About this exercise: Swap "rough mask" for "coarse mask" in the stretch from the start of the records through the line containing "box: [119, 82, 161, 102]", and give back only that stretch with nothing else changed. Leave the pictures out.

Source material:
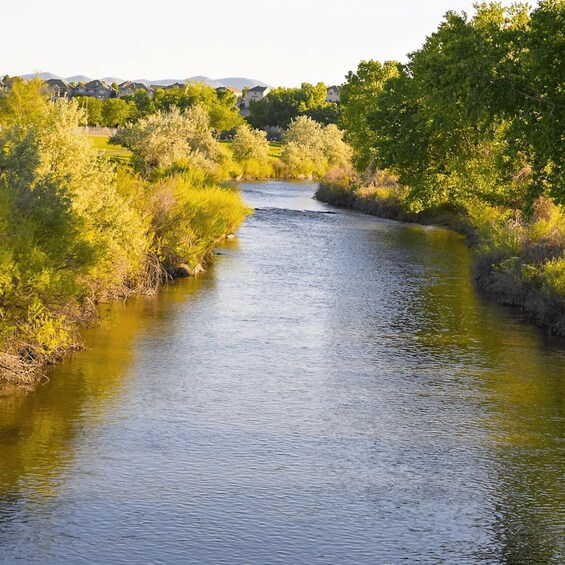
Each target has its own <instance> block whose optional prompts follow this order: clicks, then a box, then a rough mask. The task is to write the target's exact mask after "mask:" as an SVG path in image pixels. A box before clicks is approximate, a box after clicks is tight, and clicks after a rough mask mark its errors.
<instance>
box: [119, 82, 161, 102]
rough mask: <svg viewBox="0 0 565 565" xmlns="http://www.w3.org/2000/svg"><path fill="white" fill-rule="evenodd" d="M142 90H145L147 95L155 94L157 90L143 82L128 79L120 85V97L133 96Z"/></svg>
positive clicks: (144, 91) (119, 91) (119, 93)
mask: <svg viewBox="0 0 565 565" xmlns="http://www.w3.org/2000/svg"><path fill="white" fill-rule="evenodd" d="M140 91H141V92H145V94H147V96H153V94H155V91H154V90H153V89H152V88H150V87H149V86H147V85H146V84H144V83H142V82H132V81H130V80H126V81H125V82H122V83H121V84H119V85H118V98H121V97H122V96H131V95H133V94H135V93H136V92H140Z"/></svg>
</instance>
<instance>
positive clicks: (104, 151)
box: [88, 135, 131, 163]
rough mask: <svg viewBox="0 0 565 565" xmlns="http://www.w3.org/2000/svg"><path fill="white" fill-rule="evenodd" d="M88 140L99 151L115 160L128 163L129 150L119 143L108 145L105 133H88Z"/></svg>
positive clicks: (130, 155) (124, 162)
mask: <svg viewBox="0 0 565 565" xmlns="http://www.w3.org/2000/svg"><path fill="white" fill-rule="evenodd" d="M88 137H89V138H90V141H92V144H93V145H94V147H96V149H98V151H100V153H102V154H104V155H105V156H106V157H109V158H110V159H113V160H115V161H120V162H123V163H129V161H130V159H131V151H130V150H129V149H126V148H125V147H122V146H121V145H110V144H109V143H108V139H109V137H108V136H106V135H89V136H88Z"/></svg>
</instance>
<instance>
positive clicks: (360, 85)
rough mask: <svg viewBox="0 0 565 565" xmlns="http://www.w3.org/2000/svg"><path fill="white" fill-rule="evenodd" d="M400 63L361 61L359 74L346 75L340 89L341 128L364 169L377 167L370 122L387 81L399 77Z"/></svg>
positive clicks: (374, 141) (374, 131)
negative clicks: (399, 63) (376, 103)
mask: <svg viewBox="0 0 565 565" xmlns="http://www.w3.org/2000/svg"><path fill="white" fill-rule="evenodd" d="M399 73H400V67H399V64H398V63H396V62H394V61H388V62H386V63H384V64H381V63H380V62H379V61H372V60H370V61H361V62H360V63H359V65H358V67H357V71H356V72H352V71H350V72H349V73H348V74H347V77H346V82H345V84H344V85H343V86H342V88H341V115H340V119H339V124H340V127H341V128H343V129H344V131H345V136H346V139H347V142H348V143H349V144H350V145H351V147H352V148H353V151H354V157H353V160H354V163H355V165H356V167H357V168H358V169H361V170H364V169H367V168H370V167H374V166H375V165H376V139H377V132H376V131H375V129H374V124H372V123H371V120H370V118H371V116H372V115H373V114H374V112H375V110H376V101H377V98H378V97H379V95H380V94H381V92H382V90H383V87H384V85H385V83H386V81H387V80H389V79H391V78H393V77H396V76H398V75H399Z"/></svg>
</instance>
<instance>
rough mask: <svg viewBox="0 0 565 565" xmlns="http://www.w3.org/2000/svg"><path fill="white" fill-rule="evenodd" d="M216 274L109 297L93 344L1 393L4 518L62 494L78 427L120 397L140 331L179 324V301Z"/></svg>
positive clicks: (0, 463) (188, 294) (0, 477)
mask: <svg viewBox="0 0 565 565" xmlns="http://www.w3.org/2000/svg"><path fill="white" fill-rule="evenodd" d="M204 280H206V281H207V284H210V282H211V277H210V275H206V276H204V277H196V278H191V279H189V280H186V281H177V282H176V283H175V284H174V285H171V286H169V287H167V288H164V289H162V291H161V292H160V293H159V295H158V296H156V297H136V298H133V299H131V300H130V301H128V302H127V304H122V303H115V304H112V305H102V306H101V311H102V316H103V320H104V321H103V322H102V323H101V324H99V325H97V326H96V327H94V328H91V329H88V330H86V331H84V341H85V345H86V350H85V351H80V352H78V353H75V354H72V355H70V356H69V357H68V358H67V359H66V360H65V361H64V362H63V363H62V364H61V365H60V366H58V367H56V368H54V369H53V370H52V371H51V372H50V373H49V382H48V383H47V384H44V385H41V386H40V387H39V388H38V390H37V391H36V392H34V393H31V394H19V395H18V394H14V391H8V390H6V391H4V393H3V395H2V396H0V524H1V523H2V522H10V520H11V518H13V517H14V516H15V515H20V514H21V513H22V512H23V511H24V510H25V509H24V506H25V505H31V506H35V505H36V504H41V503H42V502H46V501H47V500H49V499H52V498H53V497H56V496H57V495H58V491H59V488H60V482H59V479H60V478H61V475H62V474H64V471H65V469H66V468H68V467H69V466H70V465H72V462H73V460H74V450H75V448H76V447H80V446H78V445H75V443H74V442H75V440H76V437H77V434H78V433H79V432H80V431H81V430H84V429H87V428H88V427H89V426H90V425H91V423H92V421H93V420H94V419H96V418H97V417H101V414H103V412H104V410H108V406H109V405H110V404H111V403H112V402H113V401H115V399H116V398H119V397H120V395H121V393H122V392H123V389H124V387H125V386H126V385H127V382H128V376H129V371H130V367H131V365H132V363H133V361H134V355H135V348H134V342H135V340H136V338H137V337H139V336H141V335H143V334H152V333H153V332H160V333H161V334H163V333H165V332H164V328H166V331H167V332H168V331H174V319H173V320H171V318H172V317H173V316H174V309H175V306H177V305H179V304H182V303H183V302H184V301H186V300H187V298H188V297H189V296H190V295H191V294H193V293H194V292H197V291H198V289H199V288H200V286H202V284H203V281H204Z"/></svg>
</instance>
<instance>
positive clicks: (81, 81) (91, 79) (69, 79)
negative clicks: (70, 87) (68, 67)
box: [63, 75, 92, 82]
mask: <svg viewBox="0 0 565 565" xmlns="http://www.w3.org/2000/svg"><path fill="white" fill-rule="evenodd" d="M63 80H66V81H67V82H90V81H91V80H92V79H91V78H90V77H87V76H85V75H75V76H74V77H67V78H65V79H63Z"/></svg>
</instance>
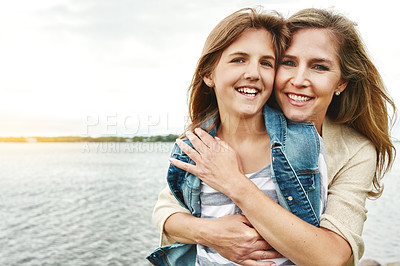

Response to the task:
Each target has its own <instance> block whose optional prompts follow this order: clicks, then a box, then a coarse mask. The task is to write the target's exact mask after "mask:" as an SVG path in image pixels. A box before clicks is approximate, a box after clicks is tight, and clicks after a coarse mask mark its errors.
<instance>
box: [119, 82, 161, 102]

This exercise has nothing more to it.